## Exercise requirements
Transcribe the listing in full, excluding any pictures.

Dataset rows on where objects appear
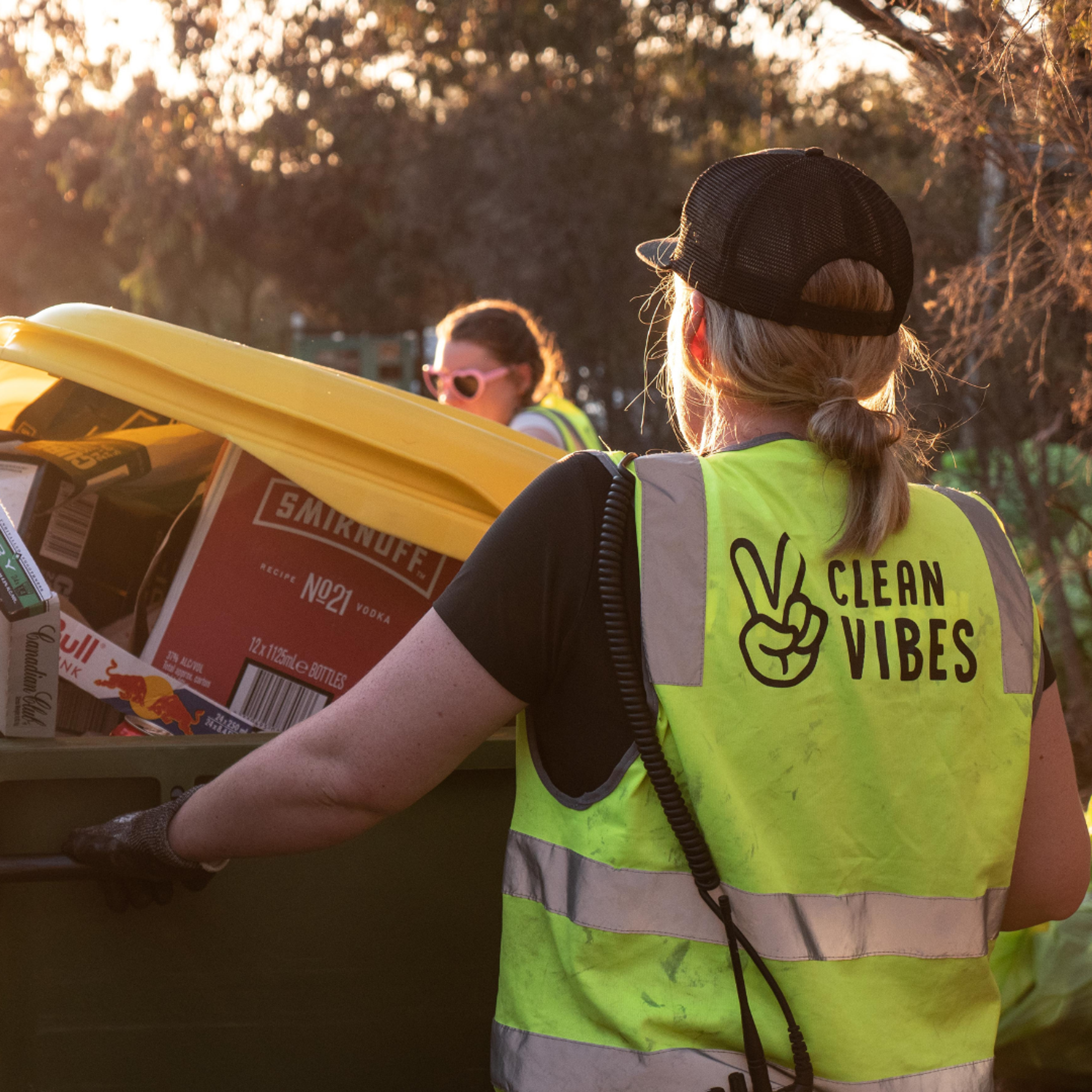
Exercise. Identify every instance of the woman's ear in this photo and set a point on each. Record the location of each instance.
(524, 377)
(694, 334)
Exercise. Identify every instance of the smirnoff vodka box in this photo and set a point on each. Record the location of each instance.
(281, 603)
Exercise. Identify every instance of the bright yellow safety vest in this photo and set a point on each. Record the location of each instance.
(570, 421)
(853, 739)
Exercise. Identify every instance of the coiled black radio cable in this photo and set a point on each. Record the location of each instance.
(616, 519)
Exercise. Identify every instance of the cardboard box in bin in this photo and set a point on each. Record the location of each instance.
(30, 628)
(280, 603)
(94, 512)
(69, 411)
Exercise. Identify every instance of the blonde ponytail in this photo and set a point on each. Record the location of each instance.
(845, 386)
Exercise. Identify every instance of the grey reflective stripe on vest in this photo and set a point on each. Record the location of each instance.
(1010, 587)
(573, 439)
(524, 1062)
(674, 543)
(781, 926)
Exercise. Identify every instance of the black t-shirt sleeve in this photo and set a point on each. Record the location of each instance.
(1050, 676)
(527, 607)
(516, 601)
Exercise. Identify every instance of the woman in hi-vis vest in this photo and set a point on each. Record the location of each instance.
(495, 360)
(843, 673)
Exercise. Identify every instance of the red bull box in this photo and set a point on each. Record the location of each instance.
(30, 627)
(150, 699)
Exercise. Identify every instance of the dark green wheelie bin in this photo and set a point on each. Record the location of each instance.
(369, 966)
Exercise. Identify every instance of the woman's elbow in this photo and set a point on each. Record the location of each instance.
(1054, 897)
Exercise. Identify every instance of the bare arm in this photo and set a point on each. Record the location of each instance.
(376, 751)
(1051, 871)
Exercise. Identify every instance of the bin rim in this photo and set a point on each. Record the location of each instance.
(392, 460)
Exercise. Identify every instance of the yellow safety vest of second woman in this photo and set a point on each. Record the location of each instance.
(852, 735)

## Exercise response
Exercise. Identify every instance of the woman's ear in this photo and set a point on each. Record the location of each instance.
(524, 377)
(694, 334)
Exercise. Identify every instance of the smirnoff vodka box in this photo and set a point on each. Record the location of each instance.
(281, 603)
Exercise. Identify every instance of the bright yellow safety vest in this photo and set a point on each. Record the location of each instance.
(570, 421)
(853, 739)
Exercise. Identify every instance of the coiled black radio cable in this photo and set a point on each. Record the location of each instance.
(616, 519)
Exercise. Identify every instance of the cardboard box in bin in this photo and set a point on each. Record the location of each instance.
(30, 628)
(280, 603)
(94, 512)
(69, 411)
Exercise. Identify every instance of the blonde ponytail in this photo and set a point on each. Record the location of each instance.
(845, 386)
Exercise. Identify every instance of the grey reflective stripe on vest in this photo and set a point on each. Record the location of each instance.
(1010, 587)
(573, 439)
(524, 1062)
(674, 543)
(781, 926)
Exercise. Identify every instance of the black t-shirt sleeve in this photo and set a point on each. Record the location of each instance.
(1050, 676)
(527, 607)
(516, 601)
Exercise. Identify every instance of the woman in hi-vis vest in this photo and set a point on each. Record the location of each instance.
(495, 360)
(843, 673)
Exercise. Identify every instance of the red bull box in this photo and set a point on each. Record the location of each instance.
(30, 627)
(150, 699)
Exercise. Identify every instance of the dark green wheelie bin in this photo and set a point on each. Record the location of each instance.
(369, 966)
Exercise. Identify every instance of the woman's elbow in this photo and set a point on each. Record the location of each instance.
(1054, 897)
Exercise. Identify every instance of the bare arm in this photo and set a point on each. Record the location of each instance.
(376, 751)
(1051, 871)
Exercise. Identify every instance of the bin rim in this photo and set a point on each. Record the location of each instance.
(392, 460)
Exercise. Identify every instance of the yellow safety vest of second woman in this photo and set a point on each. Record the location of each instance.
(852, 735)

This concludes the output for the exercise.